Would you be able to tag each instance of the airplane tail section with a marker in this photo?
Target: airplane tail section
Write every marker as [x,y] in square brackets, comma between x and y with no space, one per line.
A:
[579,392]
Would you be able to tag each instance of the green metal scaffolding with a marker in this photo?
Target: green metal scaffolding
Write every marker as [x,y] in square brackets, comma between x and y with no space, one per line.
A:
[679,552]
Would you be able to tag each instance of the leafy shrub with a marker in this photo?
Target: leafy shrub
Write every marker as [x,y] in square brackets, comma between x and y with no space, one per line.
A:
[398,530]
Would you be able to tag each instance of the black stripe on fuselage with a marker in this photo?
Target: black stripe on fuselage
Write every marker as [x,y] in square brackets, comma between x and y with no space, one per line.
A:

▸ **Aim of the task**:
Write out, word for word, every line from the one containing "Would you be able to tag each instance of the leafy" through the last line of the records above.

▸ **Answer box**:
Would you be able to tag each instance of the leafy shrub with a marker in this photo?
Target: leafy shrub
Write every marker as [x,y] in square brackets, comma between x and y with no space, one per line.
A:
[398,530]
Would you be able to tag each instance of the black stripe on fuselage with a marker in this photo?
Target: black stripe on fuselage
Write every marker as [x,y] in square brackets, comma between x and y with no space, one per line.
A:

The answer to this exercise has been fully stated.